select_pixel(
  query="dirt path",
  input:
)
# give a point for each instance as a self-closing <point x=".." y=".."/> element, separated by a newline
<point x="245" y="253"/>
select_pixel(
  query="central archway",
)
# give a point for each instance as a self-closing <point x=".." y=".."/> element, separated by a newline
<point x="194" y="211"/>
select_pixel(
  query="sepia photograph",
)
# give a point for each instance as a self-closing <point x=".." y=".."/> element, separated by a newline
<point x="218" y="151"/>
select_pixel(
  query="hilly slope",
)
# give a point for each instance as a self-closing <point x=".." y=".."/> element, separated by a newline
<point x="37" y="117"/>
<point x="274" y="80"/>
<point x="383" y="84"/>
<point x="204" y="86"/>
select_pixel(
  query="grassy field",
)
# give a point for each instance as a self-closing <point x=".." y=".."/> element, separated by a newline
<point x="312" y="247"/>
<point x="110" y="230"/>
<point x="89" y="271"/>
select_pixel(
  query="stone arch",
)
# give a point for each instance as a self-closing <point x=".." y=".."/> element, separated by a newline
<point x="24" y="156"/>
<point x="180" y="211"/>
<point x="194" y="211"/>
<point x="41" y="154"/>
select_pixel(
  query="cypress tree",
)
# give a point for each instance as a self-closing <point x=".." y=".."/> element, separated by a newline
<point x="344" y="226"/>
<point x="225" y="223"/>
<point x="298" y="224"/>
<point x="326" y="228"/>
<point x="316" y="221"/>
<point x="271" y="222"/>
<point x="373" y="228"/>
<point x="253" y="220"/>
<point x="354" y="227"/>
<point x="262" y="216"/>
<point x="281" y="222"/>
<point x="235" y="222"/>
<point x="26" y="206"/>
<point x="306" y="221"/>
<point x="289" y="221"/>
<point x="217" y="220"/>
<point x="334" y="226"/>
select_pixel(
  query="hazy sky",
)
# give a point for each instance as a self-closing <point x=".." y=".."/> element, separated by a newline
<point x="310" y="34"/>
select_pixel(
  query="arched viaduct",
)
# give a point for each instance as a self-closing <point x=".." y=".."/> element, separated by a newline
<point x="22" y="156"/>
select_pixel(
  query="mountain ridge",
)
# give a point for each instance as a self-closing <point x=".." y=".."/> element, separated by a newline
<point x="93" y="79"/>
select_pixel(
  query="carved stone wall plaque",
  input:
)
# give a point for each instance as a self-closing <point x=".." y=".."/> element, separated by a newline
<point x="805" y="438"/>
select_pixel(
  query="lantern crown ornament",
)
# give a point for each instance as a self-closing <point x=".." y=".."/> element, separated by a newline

◆ **Given exercise**: Produce an exact copy of the whole listing.

◆ **The solution**:
select_pixel(
  query="dirt path",
  input:
)
# give a point for each instance as a self-closing <point x=".." y=".."/> element, separated by a newline
<point x="245" y="253"/>
select_pixel(
  query="central archway",
)
# give a point for each instance as a self-closing <point x=".." y=".."/> element, separated by a newline
<point x="194" y="211"/>
select_pixel(
  query="sepia photograph",
)
# give a point for each instance as a self-closing <point x=".." y=".."/> element, separated by a newline
<point x="218" y="151"/>
select_pixel(
  query="hilly slope",
)
# give a point for each instance as a self-closing <point x=".." y=".."/> element, separated by a newline
<point x="37" y="117"/>
<point x="274" y="80"/>
<point x="383" y="84"/>
<point x="204" y="86"/>
select_pixel(
  query="grassy field",
)
# give a point for each instance as a self-closing <point x=".." y=".."/> element, separated by a newline
<point x="312" y="247"/>
<point x="110" y="230"/>
<point x="89" y="271"/>
select_pixel(
  query="stone arch",
)
# give a point for each instance as a self-closing <point x=".." y=".."/> element, separated by a newline
<point x="24" y="156"/>
<point x="180" y="211"/>
<point x="194" y="211"/>
<point x="41" y="154"/>
select_pixel(
  query="cypress tree",
)
# give a point for each instance as a self-closing <point x=".." y=".."/> element, separated by a newline
<point x="344" y="226"/>
<point x="225" y="223"/>
<point x="298" y="224"/>
<point x="326" y="228"/>
<point x="316" y="221"/>
<point x="271" y="222"/>
<point x="373" y="228"/>
<point x="253" y="220"/>
<point x="354" y="227"/>
<point x="262" y="216"/>
<point x="281" y="222"/>
<point x="235" y="222"/>
<point x="26" y="206"/>
<point x="306" y="221"/>
<point x="289" y="221"/>
<point x="217" y="220"/>
<point x="334" y="226"/>
select_pixel(
  query="hazy sky",
)
# give a point for each instance as a self-closing <point x=".." y=".."/> element, separated by a newline
<point x="310" y="34"/>
select_pixel(
  query="arched viaduct",
)
# give a point for each instance as a self-closing <point x=".." y=".."/> element, separated by a newline
<point x="22" y="156"/>
select_pixel(
  query="mountain ridge",
)
# give a point for each instance as a self-closing <point x=".." y=".."/> element, separated by a newline
<point x="93" y="79"/>
select_pixel(
  query="carved stone wall plaque",
  input:
)
# give a point for each instance as a self-closing <point x=".." y=".."/> element, separated by a newline
<point x="805" y="438"/>
select_pixel(
  query="lantern crown ornament",
)
# give a point for each instance as a self-closing <point x=".." y=".."/> element, separated by a newline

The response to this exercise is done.